> **Written problem**
Extract every line of the items below that contains the string "leaf", treating uppercase and lowercase letters as distinct.

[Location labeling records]
↓
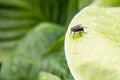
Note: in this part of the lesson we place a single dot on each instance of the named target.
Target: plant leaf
(41, 50)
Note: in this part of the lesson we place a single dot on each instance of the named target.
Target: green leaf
(107, 3)
(41, 50)
(47, 76)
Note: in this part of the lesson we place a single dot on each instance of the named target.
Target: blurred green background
(32, 38)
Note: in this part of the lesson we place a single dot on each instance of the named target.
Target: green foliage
(26, 48)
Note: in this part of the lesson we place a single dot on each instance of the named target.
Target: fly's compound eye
(78, 28)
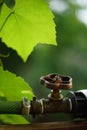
↑
> **Exercise result**
Target: plant leaf
Target: green leaf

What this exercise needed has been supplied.